-- Opening Marker --
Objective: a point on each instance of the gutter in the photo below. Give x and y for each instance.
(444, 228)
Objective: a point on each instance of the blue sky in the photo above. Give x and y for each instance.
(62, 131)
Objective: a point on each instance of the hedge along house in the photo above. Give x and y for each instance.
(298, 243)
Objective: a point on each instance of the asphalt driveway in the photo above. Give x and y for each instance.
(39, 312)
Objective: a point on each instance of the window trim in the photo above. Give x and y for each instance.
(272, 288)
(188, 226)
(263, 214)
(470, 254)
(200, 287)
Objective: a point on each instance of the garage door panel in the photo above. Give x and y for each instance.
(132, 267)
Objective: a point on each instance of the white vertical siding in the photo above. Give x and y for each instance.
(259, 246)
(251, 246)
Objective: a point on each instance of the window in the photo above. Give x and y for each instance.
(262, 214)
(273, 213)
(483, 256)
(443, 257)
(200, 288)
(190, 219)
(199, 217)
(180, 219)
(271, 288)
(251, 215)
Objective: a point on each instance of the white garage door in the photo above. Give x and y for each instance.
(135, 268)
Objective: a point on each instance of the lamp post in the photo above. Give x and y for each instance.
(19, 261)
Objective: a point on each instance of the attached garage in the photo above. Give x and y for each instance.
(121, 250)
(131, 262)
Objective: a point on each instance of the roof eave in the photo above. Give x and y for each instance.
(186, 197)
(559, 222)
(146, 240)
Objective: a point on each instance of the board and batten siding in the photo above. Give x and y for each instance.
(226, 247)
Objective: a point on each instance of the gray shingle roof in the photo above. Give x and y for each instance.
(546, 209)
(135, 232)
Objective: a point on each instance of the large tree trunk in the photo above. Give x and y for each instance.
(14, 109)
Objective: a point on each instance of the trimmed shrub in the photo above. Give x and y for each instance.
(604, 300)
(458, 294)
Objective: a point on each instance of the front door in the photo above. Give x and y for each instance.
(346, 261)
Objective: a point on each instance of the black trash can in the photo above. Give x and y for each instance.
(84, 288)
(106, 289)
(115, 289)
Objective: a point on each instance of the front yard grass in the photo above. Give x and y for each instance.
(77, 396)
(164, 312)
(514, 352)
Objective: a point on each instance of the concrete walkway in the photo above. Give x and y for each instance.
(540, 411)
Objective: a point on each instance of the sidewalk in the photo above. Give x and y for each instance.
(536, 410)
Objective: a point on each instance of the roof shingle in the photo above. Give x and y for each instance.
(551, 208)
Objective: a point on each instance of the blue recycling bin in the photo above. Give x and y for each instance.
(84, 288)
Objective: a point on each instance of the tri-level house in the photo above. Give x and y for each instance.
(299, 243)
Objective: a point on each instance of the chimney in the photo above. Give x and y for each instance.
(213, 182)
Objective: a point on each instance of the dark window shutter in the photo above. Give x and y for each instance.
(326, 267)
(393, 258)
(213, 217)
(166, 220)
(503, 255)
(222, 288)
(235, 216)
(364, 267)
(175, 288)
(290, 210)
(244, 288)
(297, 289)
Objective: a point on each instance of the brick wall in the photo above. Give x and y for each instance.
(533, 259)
-- Closing Marker --
Could you return the complete listing, word for word?

Objective: a point on each instance of the gutter in the photo below. Give x and y for each instance.
(444, 228)
Objective: a point on each instance of the blue sky in the photo above. Give x and y for each instance.
(62, 131)
Objective: a point on each instance of the hedge along house in the photo above. Give x and y for each instance.
(298, 243)
Objective: a point on each instance of the asphalt driveway in the photo above. Give x and y for each instance.
(39, 312)
Objective: a point on each instance of the window trim in the photo above. Give x and y for each instance.
(272, 288)
(188, 226)
(263, 214)
(470, 254)
(200, 287)
Objective: a point on each instance of the garage door panel in the photo above. Give x and y for each instance.
(132, 267)
Objective: a point on each instance of the white vertical siding in the photo above. Give x and y for each instance.
(259, 246)
(251, 246)
Objective: a point on each instance of the window in the photo above. Give x and y for each instance.
(262, 214)
(273, 213)
(483, 256)
(443, 257)
(200, 288)
(190, 219)
(199, 217)
(180, 219)
(271, 288)
(251, 215)
Objective: a point on each instance of the white garage door in the photo above. Give x and y for each instance.
(135, 268)
Objective: a point on each instance of the lamp post in the photo above. Give x and y for each instance.
(19, 261)
Objective: a point on each instance of the attached garage in the photo above. Give x and y for each instance.
(121, 250)
(131, 262)
Objective: a point on each instance of the roof eave in the photo above. Give x and y for each instance.
(186, 197)
(559, 222)
(146, 240)
Objective: a point on each instance of the board and batten siding in the photo above. Give x and y for each instance.
(226, 247)
Objective: a point on each instance of the gray shingle roof in the photo above. Give x and y for each instance.
(546, 209)
(135, 232)
Objective: a point on each instance of the large tree trunk in the photo above. Give x and y for each instance.
(14, 109)
Objective: a point on each instance of the trimmed shrub in the photo above. Give x and y for each instance.
(604, 300)
(458, 294)
Objective: a point on each instance of the front door in the photo above. Give x and y for each instance.
(346, 261)
Objective: a point on each instance of the black trash can in the photo above. Give x and y for each instance.
(84, 288)
(106, 289)
(115, 289)
Objective: a point on each instance of the front yard grass in the photo above. Give x and y for each instance.
(77, 396)
(164, 312)
(514, 352)
Objective: a point on each instance of the concrete walkway in the photo above. Give x and y for each instance.
(540, 411)
Objective: a point on each instance of the sidewalk in the photo above. Give x and y for each instance.
(536, 410)
Objective: a point on each instance of the roof shingle in the photo above. Give x and y for each instance.
(551, 208)
Objective: a point on each instance of the blue recycling bin in the photo above. Give x and y for each instance.
(84, 288)
Objective: a point on each instance of the tri-level house in the photo above. Give x and y for each instance.
(299, 243)
Objective: a point on each instance of the chimney in the photo above. Give x and y for each instance.
(213, 182)
Objective: a point on each instance of the dark window shutter in the photo above. Give x and y for each instance.
(326, 267)
(393, 258)
(213, 217)
(166, 220)
(503, 255)
(222, 288)
(235, 216)
(364, 267)
(175, 288)
(290, 210)
(244, 288)
(297, 289)
Objective: a point on each instance of the brick wall in the photo above. Give x and y for each instance.
(533, 259)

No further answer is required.